::: Raw data

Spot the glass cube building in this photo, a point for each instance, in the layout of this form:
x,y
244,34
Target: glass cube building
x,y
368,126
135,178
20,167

::::::

--- Description of the task ---
Rewrite the listing, swapping each "glass cube building" for "cube-shaped glass building" and leaving everything else untouched.

--- Problem solution ---
Spot the cube-shaped glass building in this photo, a point for each instance, in the layout of this form:
x,y
244,34
Target: cube-shaped glass building
x,y
368,126
135,178
20,167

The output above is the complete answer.